● Work to complete
Copy every line of the records below word for word, leaving out the pictures.
[start]
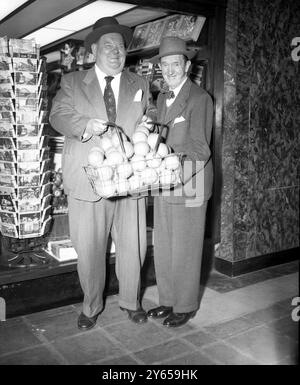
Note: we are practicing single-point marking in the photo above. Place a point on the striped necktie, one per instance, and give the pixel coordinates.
(109, 100)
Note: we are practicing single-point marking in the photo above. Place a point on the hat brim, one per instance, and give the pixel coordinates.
(188, 53)
(95, 35)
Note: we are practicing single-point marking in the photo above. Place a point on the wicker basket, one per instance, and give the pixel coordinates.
(135, 178)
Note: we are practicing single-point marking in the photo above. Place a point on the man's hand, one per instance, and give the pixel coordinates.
(145, 122)
(96, 127)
[end]
● Result for this exercise
Note: we are practicing single-point marking in the photo above. Place a point on the striped necktie, one per instance, and give the pixel coordinates.
(109, 100)
Note: we are practicing single-point marking in the photo above. Place a point on the hat brim, one per instance, and give the pixel coordinates.
(188, 53)
(95, 35)
Note: we are practicing single-point marking in the photo above. Place a point on the wicker basket, one per instance, and give the pixel coordinates.
(135, 178)
Note: we are practicing single-point marking in the photo above. Place a point on the man's hand, one per instance, and give the pixel coordinates.
(145, 122)
(96, 127)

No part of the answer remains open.